### Passage
--- START ---

It can be a vicious cycle: you’re stressed at work, and you carry those anxious thoughts to bed with you, awaking at 3 am and lying awake for an hour or more. So tomorrow you’re sleep-deprived, and not able to think as quickly on your feet, leading to more stress at work, less sleep at home, and so on. And with all your tossing and turning, your mate is ready to move to a different bedroom.
Or as a menopausal woman, you have those cycles of hot/cold/hot/cold during the night, awakening each time. Or you’ve put on weight as you’ve gotten older, and your sleep partner says your snoring is robbing his/her sleep. Or, none of the above is true for you – it’s one of the kids who keeps waking up (and therefore waking you up.) The result? You’re sleep deprived.
One sleep aid that doctors and clinicians are now lending more credence to is the theory that having a “sleep buddy” can help you sleep more soundly. Just having someone in the bed with you can help you relax and fall asleep faster, and hopefully – stay asleep.

--- END ---

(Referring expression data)

--- START ---

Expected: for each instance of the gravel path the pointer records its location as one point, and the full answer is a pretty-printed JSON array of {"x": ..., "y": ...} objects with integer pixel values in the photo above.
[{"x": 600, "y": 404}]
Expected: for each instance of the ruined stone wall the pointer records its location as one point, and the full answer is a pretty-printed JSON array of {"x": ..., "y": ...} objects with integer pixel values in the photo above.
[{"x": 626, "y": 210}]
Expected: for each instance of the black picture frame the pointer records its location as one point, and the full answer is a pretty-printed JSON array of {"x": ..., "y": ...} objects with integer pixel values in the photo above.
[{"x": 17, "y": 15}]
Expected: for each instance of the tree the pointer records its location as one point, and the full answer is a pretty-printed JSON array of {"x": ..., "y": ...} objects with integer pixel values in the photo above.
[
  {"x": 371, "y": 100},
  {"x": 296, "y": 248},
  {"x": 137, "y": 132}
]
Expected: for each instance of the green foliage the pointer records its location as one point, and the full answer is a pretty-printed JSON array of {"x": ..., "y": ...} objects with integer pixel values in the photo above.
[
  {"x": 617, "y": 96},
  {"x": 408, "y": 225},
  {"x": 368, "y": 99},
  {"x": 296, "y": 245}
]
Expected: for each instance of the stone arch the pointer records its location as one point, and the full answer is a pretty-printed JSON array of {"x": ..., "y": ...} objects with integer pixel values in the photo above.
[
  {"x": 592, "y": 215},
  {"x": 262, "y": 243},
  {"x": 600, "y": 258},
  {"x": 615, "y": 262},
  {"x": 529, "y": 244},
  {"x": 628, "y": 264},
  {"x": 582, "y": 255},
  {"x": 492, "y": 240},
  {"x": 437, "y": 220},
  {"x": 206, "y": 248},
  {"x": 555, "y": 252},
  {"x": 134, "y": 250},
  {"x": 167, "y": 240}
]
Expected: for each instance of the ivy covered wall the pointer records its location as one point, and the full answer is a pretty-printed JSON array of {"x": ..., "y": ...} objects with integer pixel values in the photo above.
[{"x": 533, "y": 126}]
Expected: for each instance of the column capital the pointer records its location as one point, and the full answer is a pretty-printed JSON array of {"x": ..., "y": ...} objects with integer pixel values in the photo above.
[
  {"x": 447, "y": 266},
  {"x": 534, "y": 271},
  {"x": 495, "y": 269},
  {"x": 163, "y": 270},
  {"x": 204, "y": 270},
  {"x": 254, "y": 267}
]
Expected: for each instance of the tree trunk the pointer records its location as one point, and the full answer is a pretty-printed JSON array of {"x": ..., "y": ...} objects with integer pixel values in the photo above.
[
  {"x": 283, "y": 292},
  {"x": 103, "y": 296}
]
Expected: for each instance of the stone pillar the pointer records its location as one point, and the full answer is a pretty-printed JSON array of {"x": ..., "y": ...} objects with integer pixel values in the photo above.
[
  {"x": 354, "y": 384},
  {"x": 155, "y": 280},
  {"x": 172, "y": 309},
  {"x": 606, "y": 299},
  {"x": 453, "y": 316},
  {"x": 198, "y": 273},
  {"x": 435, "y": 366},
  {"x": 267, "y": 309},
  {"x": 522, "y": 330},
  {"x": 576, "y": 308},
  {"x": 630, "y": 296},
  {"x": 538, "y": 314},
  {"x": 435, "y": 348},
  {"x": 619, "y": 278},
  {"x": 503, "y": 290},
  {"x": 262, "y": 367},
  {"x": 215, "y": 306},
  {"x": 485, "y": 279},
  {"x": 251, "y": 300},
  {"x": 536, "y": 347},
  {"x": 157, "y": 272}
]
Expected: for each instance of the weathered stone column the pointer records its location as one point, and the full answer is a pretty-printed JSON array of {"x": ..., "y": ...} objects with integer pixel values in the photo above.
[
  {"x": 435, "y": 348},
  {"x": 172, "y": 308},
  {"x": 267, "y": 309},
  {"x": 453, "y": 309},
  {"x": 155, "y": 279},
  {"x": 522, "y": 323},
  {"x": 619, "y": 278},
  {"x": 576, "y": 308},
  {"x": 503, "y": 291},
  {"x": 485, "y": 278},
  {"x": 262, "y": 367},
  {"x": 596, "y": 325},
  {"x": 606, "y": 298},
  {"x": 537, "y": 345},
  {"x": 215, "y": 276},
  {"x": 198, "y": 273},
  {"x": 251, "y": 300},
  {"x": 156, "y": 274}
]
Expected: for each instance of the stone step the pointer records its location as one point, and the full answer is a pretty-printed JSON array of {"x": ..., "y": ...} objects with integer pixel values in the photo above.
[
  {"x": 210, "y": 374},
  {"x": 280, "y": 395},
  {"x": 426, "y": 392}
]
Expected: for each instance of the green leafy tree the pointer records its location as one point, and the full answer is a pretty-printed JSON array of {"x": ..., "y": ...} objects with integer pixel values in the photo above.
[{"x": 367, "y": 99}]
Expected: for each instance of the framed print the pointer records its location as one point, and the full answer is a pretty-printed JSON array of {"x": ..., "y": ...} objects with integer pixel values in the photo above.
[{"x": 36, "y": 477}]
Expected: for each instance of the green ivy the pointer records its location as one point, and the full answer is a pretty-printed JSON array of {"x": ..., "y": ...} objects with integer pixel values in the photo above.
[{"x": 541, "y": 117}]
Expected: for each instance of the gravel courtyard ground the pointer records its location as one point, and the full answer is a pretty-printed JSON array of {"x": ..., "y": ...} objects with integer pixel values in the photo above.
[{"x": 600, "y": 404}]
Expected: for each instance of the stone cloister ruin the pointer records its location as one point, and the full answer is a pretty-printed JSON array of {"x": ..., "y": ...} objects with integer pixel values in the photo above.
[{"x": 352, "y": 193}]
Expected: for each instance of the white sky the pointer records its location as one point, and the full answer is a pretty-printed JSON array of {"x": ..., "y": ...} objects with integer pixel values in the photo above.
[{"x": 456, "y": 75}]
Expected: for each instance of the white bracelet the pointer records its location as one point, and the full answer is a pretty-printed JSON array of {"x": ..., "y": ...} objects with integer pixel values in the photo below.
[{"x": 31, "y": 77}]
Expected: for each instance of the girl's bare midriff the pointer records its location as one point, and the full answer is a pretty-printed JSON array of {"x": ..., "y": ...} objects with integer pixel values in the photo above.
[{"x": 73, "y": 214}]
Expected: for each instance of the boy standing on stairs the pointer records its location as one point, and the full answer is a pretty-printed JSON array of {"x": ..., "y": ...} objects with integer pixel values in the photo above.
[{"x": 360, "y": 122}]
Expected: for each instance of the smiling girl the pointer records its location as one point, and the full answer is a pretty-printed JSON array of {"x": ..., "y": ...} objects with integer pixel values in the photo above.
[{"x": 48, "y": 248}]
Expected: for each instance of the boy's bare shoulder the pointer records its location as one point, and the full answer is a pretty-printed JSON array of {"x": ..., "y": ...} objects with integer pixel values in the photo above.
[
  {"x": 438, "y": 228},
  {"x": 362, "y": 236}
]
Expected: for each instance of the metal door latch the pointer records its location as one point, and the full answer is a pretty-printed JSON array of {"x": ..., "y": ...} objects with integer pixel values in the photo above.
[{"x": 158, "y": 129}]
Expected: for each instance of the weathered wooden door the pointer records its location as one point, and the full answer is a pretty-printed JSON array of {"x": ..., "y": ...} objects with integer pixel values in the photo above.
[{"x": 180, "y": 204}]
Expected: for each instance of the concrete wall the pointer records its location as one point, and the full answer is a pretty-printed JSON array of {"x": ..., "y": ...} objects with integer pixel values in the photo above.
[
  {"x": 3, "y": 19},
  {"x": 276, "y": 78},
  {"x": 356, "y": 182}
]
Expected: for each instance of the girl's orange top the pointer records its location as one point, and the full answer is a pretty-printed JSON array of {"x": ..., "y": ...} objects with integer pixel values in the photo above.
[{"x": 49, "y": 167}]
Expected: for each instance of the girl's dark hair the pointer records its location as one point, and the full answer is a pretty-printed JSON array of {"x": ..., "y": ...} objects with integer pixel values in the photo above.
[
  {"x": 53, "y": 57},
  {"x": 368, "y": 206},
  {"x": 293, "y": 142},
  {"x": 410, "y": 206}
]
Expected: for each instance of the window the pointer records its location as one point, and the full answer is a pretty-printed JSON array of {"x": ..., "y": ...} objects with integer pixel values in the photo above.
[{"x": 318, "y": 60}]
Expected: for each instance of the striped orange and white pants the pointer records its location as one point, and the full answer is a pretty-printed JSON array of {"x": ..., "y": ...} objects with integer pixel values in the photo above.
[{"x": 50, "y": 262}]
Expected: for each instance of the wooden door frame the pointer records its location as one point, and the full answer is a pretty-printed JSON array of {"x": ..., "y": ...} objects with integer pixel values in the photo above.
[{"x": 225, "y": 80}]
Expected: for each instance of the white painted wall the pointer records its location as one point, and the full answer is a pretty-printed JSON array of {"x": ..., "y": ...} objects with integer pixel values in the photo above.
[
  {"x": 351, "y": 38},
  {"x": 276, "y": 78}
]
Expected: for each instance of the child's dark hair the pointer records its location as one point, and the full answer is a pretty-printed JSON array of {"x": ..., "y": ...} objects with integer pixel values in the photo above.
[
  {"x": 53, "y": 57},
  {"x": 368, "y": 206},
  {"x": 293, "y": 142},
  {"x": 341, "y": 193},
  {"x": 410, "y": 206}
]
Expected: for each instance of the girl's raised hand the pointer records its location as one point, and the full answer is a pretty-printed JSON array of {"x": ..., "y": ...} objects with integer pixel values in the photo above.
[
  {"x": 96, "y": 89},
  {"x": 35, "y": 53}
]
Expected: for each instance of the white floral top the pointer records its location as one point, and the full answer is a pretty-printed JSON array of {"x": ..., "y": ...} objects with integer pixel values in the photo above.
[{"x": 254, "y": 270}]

--- END ---

### Required actions
1. Answer these questions about the passage on sleep deprivation:
(a) At what hour does the stressed worker wake up?
(b) What habit does the sleep partner blame for robbing his/her sleep?
(c) What sleep aid are doctors and clinicians now lending more credence to?
2. Resume the passage on sleep deprivation after its final sentence.

### Task results
1.
(a) 3 am
(b) Snoring
(c) Having a "sleep buddy"

2.
A recent Wall Street Journal online article interviewed Dr. Rachel Salas, assistant medical director for Johns Hopkins Center for Sleep, who says we as humans feel safer knowing someone is lying close beside us. “Humans are social creatures. We want someone nearby.”
Throughout history, sleeping together has been essential for warmth and protection. Instinctively as children we know this – a bad dream sends a child into an older sibling’s or parents’ bed.
When is it better to sleep alone? If you’re an extremely light sleeper and small noises awaken you, or when your partner is sick and contagious, or if the two of you differ widely in sleep temperatures, separate beds may be the better choice.
Conversely, sticking it out together can help one partner observe possible sleep disorders of the other, such as apnea. In short, there’s no one-size-fits-all answer: you’ll need to try out your options and decide for yourself, and then reassess them in a few months.
A “sleep buddy” doesn’t have to be your significant other. For you or your chronically awake-at-night child, it can be the family dog or cat. For your child, it may be an ongoing bedtime ritual or a favorite stuffed animal. There are other “sleep buddy” products on the market similar to a night light – all are geared to help the child feel that he or she is in a safe environment so that relaxation (and sleep!) come more easily.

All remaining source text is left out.